Task instructions: I need each line of the entries below that includes the string "kind".

Dataset entries:

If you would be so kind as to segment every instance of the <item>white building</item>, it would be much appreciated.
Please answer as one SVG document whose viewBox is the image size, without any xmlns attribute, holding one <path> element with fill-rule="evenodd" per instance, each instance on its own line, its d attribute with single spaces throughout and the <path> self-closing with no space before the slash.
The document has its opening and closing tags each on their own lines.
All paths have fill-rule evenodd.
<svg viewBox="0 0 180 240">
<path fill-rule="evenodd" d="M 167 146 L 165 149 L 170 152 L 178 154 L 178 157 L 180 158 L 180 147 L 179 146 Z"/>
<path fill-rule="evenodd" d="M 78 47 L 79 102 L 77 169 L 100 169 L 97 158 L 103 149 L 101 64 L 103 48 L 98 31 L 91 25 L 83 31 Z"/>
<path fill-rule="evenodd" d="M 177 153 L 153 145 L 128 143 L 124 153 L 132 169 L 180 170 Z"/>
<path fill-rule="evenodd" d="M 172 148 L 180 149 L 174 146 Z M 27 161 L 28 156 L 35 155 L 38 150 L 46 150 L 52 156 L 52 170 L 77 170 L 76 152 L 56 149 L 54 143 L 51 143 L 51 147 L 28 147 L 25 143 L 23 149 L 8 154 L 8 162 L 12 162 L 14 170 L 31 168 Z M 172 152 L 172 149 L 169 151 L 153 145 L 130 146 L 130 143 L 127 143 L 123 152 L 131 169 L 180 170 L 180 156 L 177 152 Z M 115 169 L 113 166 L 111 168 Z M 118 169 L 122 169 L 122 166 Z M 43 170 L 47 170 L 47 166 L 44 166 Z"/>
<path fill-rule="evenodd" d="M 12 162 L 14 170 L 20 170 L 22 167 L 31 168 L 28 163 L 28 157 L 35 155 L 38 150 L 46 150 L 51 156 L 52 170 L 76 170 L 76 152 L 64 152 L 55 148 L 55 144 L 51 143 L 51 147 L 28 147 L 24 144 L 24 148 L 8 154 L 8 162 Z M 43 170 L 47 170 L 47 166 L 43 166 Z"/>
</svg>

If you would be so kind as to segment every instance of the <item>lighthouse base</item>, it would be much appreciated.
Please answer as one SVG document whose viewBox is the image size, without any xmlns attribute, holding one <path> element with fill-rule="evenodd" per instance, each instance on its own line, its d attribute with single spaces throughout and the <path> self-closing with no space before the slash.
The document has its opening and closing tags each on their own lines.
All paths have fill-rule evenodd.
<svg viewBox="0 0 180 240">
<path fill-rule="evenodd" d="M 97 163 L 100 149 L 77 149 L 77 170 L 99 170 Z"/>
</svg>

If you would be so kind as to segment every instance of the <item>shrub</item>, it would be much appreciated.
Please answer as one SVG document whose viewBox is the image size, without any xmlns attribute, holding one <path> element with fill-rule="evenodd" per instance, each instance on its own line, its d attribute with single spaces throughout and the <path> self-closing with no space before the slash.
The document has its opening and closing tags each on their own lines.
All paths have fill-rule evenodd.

Answer section:
If you would be so kind as to segment every instance of the <item>white building</item>, it would be much appreciated.
If you would be so kind as to segment every instance of the <item>lighthouse base</item>, it would be much appreciated.
If you would be so kind as to segment every instance of the <item>shrub</item>, it would be much appreciated.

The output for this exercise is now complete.